* Source information:
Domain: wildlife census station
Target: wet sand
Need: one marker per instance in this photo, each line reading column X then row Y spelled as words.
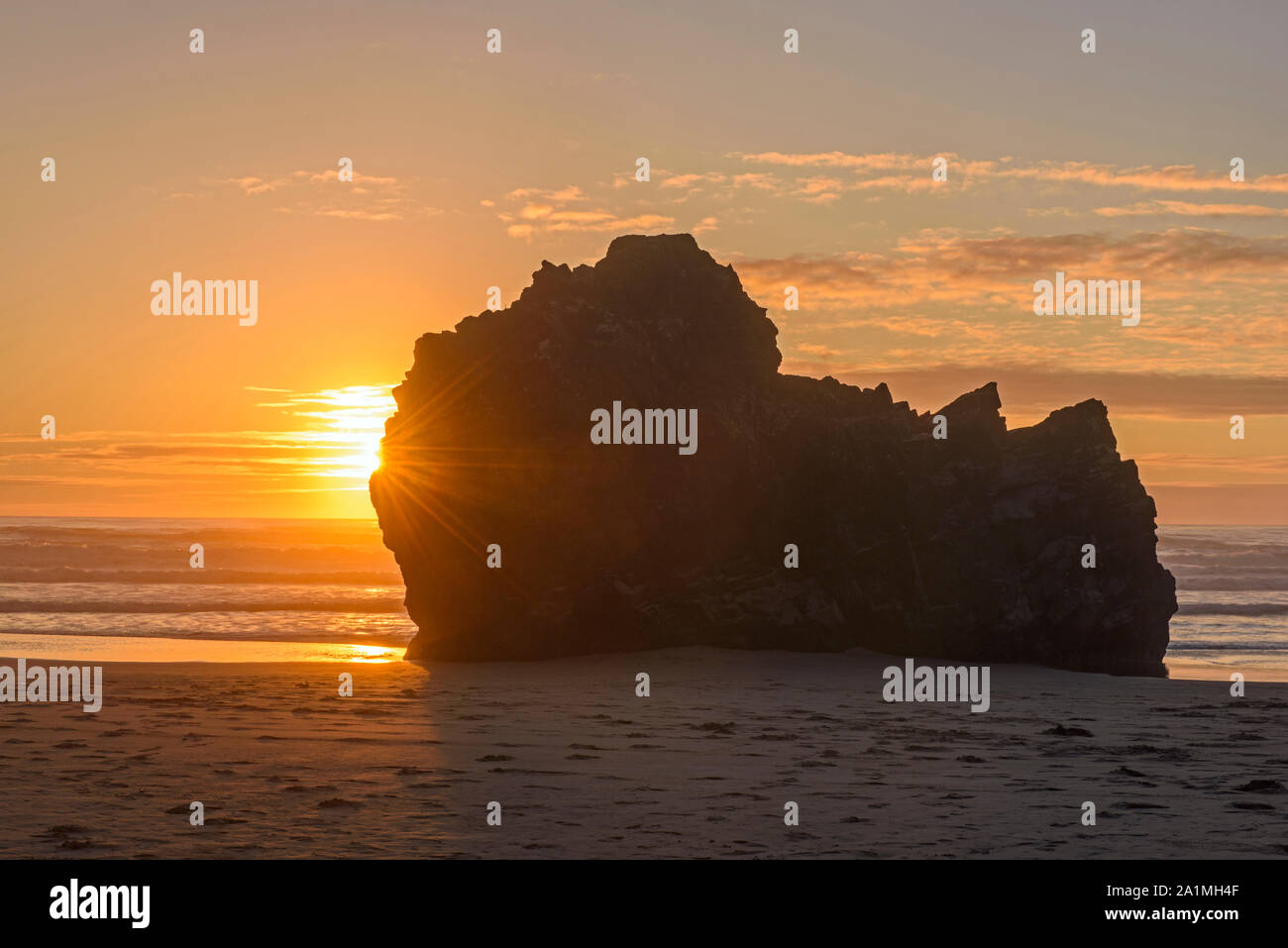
column 584, row 768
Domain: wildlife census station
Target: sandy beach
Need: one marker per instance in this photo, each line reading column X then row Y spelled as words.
column 581, row 767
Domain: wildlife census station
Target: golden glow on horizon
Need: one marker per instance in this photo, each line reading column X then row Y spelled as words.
column 351, row 421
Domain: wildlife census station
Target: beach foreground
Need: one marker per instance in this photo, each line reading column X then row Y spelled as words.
column 581, row 767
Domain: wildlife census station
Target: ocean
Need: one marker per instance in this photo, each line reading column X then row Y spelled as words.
column 274, row 590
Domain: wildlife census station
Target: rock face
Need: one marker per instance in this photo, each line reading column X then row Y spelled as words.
column 964, row 548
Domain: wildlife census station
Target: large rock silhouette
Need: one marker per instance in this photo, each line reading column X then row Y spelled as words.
column 966, row 548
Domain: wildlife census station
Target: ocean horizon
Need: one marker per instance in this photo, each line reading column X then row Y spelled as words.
column 124, row 588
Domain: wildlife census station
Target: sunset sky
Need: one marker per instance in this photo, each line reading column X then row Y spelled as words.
column 809, row 168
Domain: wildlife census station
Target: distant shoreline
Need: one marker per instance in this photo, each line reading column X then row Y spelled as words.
column 150, row 652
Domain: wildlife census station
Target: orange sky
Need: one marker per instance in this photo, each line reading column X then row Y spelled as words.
column 809, row 170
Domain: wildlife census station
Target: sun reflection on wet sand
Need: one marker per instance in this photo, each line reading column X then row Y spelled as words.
column 102, row 648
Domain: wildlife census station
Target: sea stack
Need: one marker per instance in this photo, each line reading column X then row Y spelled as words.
column 519, row 535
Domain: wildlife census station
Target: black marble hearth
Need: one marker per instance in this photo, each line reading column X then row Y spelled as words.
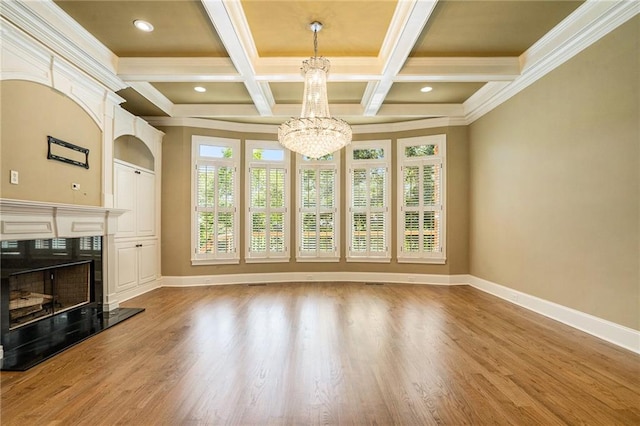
column 51, row 298
column 33, row 344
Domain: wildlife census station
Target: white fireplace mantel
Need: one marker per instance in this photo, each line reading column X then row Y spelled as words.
column 30, row 220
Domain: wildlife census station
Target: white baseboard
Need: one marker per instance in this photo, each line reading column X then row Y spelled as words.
column 138, row 290
column 611, row 332
column 280, row 277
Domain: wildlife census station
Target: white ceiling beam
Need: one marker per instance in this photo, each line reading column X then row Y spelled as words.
column 177, row 69
column 292, row 110
column 421, row 110
column 586, row 25
column 460, row 69
column 233, row 30
column 406, row 25
column 153, row 95
column 287, row 69
column 214, row 110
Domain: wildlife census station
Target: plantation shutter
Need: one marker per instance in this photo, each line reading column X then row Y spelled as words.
column 318, row 211
column 215, row 209
column 421, row 200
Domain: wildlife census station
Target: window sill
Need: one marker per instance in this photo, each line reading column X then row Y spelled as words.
column 426, row 260
column 318, row 259
column 267, row 260
column 369, row 259
column 196, row 262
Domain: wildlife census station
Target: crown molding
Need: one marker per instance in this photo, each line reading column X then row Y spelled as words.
column 49, row 25
column 591, row 21
column 360, row 129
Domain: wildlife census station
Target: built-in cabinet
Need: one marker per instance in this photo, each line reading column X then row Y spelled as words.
column 136, row 240
column 134, row 191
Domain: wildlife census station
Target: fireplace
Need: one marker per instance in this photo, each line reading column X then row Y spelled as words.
column 55, row 290
column 41, row 293
column 46, row 277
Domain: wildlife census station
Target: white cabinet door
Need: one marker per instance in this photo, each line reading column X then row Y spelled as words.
column 126, row 266
column 147, row 261
column 125, row 198
column 145, row 204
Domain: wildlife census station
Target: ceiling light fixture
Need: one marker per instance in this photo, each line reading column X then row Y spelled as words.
column 143, row 25
column 315, row 133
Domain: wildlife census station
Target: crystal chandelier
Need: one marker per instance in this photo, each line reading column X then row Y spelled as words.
column 315, row 133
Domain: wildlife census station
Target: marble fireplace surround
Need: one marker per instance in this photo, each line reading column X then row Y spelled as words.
column 30, row 220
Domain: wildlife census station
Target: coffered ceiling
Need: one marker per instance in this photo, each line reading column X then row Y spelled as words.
column 247, row 54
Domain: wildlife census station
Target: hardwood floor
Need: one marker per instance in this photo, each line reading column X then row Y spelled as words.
column 329, row 353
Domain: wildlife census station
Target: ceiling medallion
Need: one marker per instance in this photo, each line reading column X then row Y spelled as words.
column 315, row 133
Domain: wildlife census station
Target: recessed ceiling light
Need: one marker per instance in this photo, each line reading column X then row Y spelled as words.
column 143, row 25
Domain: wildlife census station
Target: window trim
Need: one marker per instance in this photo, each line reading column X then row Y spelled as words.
column 401, row 161
column 269, row 257
column 234, row 144
column 333, row 164
column 351, row 163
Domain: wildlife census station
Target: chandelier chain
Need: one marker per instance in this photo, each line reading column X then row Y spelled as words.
column 315, row 42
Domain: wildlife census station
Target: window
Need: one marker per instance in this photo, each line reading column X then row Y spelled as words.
column 215, row 194
column 421, row 199
column 90, row 244
column 267, row 193
column 368, row 198
column 318, row 217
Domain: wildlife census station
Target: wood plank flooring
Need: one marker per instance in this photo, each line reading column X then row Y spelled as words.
column 329, row 353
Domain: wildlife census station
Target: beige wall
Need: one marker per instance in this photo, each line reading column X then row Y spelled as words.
column 29, row 113
column 176, row 210
column 555, row 184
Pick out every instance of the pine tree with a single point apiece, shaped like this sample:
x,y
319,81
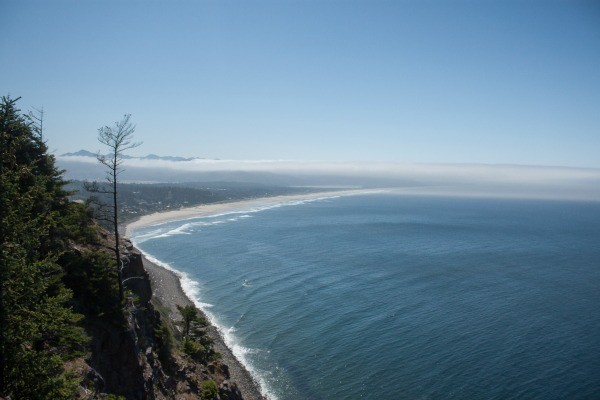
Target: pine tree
x,y
38,331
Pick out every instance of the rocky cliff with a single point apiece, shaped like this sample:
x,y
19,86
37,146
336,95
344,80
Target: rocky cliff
x,y
134,360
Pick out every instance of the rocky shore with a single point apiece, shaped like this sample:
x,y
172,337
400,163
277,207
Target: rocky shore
x,y
167,292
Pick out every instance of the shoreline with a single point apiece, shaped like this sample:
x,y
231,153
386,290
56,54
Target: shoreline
x,y
166,283
167,290
206,210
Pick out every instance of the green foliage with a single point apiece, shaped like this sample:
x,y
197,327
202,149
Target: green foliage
x,y
163,342
38,329
209,390
92,277
189,315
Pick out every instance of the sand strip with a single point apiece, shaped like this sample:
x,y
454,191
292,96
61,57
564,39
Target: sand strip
x,y
166,288
166,285
218,208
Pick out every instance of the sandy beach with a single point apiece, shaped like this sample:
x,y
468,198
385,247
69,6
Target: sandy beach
x,y
166,285
216,208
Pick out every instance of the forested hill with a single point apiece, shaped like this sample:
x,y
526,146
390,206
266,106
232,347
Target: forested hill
x,y
64,331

* What to work on: Set out every record exactly, images excluded.

* Response box:
Domain: wildlife census station
Target: wet sand
Need: one marker per instance in this photo, each line reading column X then row Y spelled as words.
column 584, row 768
Domain: wildlife census station
Target: sandy beach
Need: one marker per instance in this photo, each line reading column X then row Y spelled as words.
column 581, row 767
Domain: wildlife census station
Target: golden glow on horizon
Need: one marker per instance in this photo, each line reading column X then row Y spelled as words.
column 351, row 421
Domain: wildlife census station
Target: beach foreground
Need: one marker per instance in this photo, each line reading column X then row Y spelled as words.
column 581, row 767
Domain: wildlife census station
Target: ocean
Need: one marker per instance in this photo, each line reading column X then row Y spelled as words.
column 274, row 590
Domain: wildlife census station
Target: rock face
Need: one marker per instance in this photo, each line reading column X then row Y spelled as words.
column 964, row 548
Domain: wildlife census station
Target: large rock silhouette
Need: one marker per instance in this photo, each line reading column X then row Y spelled as words.
column 966, row 548
Domain: wildlife census station
Target: ocean horizon
Need: one marker per instance in this photo, each line reading column X then row Y spelled as words.
column 124, row 588
Domain: wildlife census station
Target: sunset sky
Need: one marker per instance in this photo, each line reading column X then row Y spelled as words.
column 809, row 168
Domain: wildlife census station
Target: distant shoreline
Need: one marker per instance in this photo, each line reading column X then row Y spelled as words.
column 150, row 652
Domain: wildlife census station
Target: orange sky
Need: one marker per instance in this photo, each line reading column X then row Y spelled as words.
column 809, row 170
Domain: wildlife census station
Target: sun reflection on wet sand
Need: one marker per instance in this photo, each line reading column X then row Y spelled as words.
column 102, row 648
Domain: wildlife census station
Target: sea stack
Need: one marker per instance in this photo, each line reading column X then row Y spelled as words.
column 519, row 535
Domain: wildlife census station
Target: black marble hearth
Need: one marker per instance in this photo, each line reading column X then row Y spelled as words.
column 51, row 298
column 33, row 344
Domain: wildlife census station
Target: white fireplace mantel
Need: one marker per instance in this photo, each line reading column X then row Y spelled as words.
column 30, row 220
Domain: wildlife census station
Target: white baseboard
Need: one marker per instance in this photo, each line reading column X then row Y spelled as words.
column 138, row 290
column 611, row 332
column 280, row 277
Domain: wildlife census station
Target: white ceiling beam
Need: one marker per instance in this photo, each line reading column X then row Y spelled as words.
column 177, row 69
column 292, row 110
column 421, row 110
column 586, row 25
column 460, row 69
column 233, row 30
column 406, row 25
column 153, row 95
column 287, row 69
column 214, row 110
Domain: wildlife census station
Target: plantation shutter
Need: one marker per instance in this photo, each line reading column X then row Y spelled as words.
column 318, row 211
column 215, row 209
column 421, row 200
Domain: wildlife census station
Target: window sill
Need: one marker per instance in this photo, each line reading column X then row Y spelled as words.
column 426, row 260
column 318, row 259
column 267, row 260
column 369, row 259
column 196, row 262
Domain: wildlife census station
Target: crown molding
Need: one marker per instance in this photo, each line reading column X then row Y spelled as words.
column 49, row 25
column 591, row 21
column 360, row 129
Domain: wildlife census station
Target: built-in cabinet
Need: one marker per instance in this photo, each line reading column X then row Y spelled as words.
column 136, row 240
column 134, row 191
Domain: wildlife census station
Target: fireplace
Need: one marker per instance in this photo, each line reading column X then row Y spelled as words.
column 55, row 290
column 41, row 293
column 46, row 277
Domain: wildlife census station
Target: white cabinet door
Need: one marker per instance in this photo, each line reading column X then row Y spelled as words.
column 126, row 266
column 147, row 261
column 125, row 198
column 145, row 204
Domain: wildlife census station
Target: ceiling light fixture
Need: one marker per instance in this photo, each line reading column X then row Y spelled as words.
column 143, row 25
column 315, row 133
Domain: wildlife census station
Target: crystal chandelier
Need: one marker per instance in this photo, each line reading column X then row Y spelled as words.
column 315, row 133
Domain: wildlife census station
Target: marble fireplace surround
Need: one marker per instance in this photo, each line reading column X then row Y spelled as words.
column 30, row 220
Domain: wildlife census station
Target: coffered ceiling
Need: one marker per instance in this photo, each line reading column X then row Y spelled as words.
column 247, row 54
Domain: wildlife census station
Target: hardwood floor
Need: one marker per instance in this photo, each line reading column X then row Y spelled as words.
column 329, row 353
Domain: wildlife census station
Target: ceiling medallion
Need: one marker per instance in this photo, each line reading column X then row Y spelled as words.
column 315, row 133
Domain: wildlife census station
Target: recessed ceiling light
Need: one marker per instance in this photo, each line reading column X then row Y spelled as words.
column 143, row 25
Domain: wildlife census station
Target: window trim
Need: one marker per instance in this photo, each line reading column X then row Y spelled as words.
column 401, row 161
column 269, row 257
column 234, row 144
column 333, row 164
column 351, row 163
Domain: wildlife census station
Target: chandelier chain
Need: one marker per instance in this photo, each line reading column X then row Y spelled as words.
column 315, row 42
Domain: wildlife census station
Target: window
Need: one marker per instance in this photo, each line reading column X then row Y spelled as words.
column 215, row 194
column 421, row 199
column 90, row 244
column 267, row 193
column 368, row 198
column 318, row 217
Domain: wildlife census station
Target: wood plank flooring
Need: one marker per instance in this photo, each line reading column X then row Y spelled as words.
column 329, row 353
Domain: wildlife census station
Target: beige wall
Need: one marker per instance in this photo, each line reading column X then row Y spelled as words.
column 29, row 113
column 176, row 210
column 555, row 184
Pick out every instance of the pine tree with a single point apiece, shaped like this sample:
x,y
319,81
Target: pine tree
x,y
38,331
Pick out every instance of the rocky cliff with a single point apiece, shaped like this sample:
x,y
19,86
37,146
336,95
344,80
Target: rocky cliff
x,y
134,360
Pick out every instance of the rocky shore with a single point apiece, shaped like this sample:
x,y
172,337
400,163
277,207
Target: rocky shore
x,y
167,292
Pick out every instance of the shoreline with a single point apiece, shaped like this sample:
x,y
231,153
386,290
56,54
Target: shoreline
x,y
166,283
167,290
206,210
Pick out every instance of the green foliage with a single point apiece, shaped like this sample:
x,y
197,327
202,149
Target: green foliage
x,y
163,342
38,329
209,390
92,277
189,315
Pick out every instance of the sand strip with a single point apiece, shaped like this sample:
x,y
454,191
292,96
61,57
564,39
Target: sand strip
x,y
166,288
166,285
218,208
Pick out every instance of the sandy beach with a single point apiece, shaped like this sample:
x,y
468,198
385,247
69,6
Target: sandy beach
x,y
166,285
216,208
Pick out every instance of the forested hill with a single point apiece, shaped like this sample:
x,y
526,146
390,206
266,106
232,347
Target: forested hill
x,y
64,331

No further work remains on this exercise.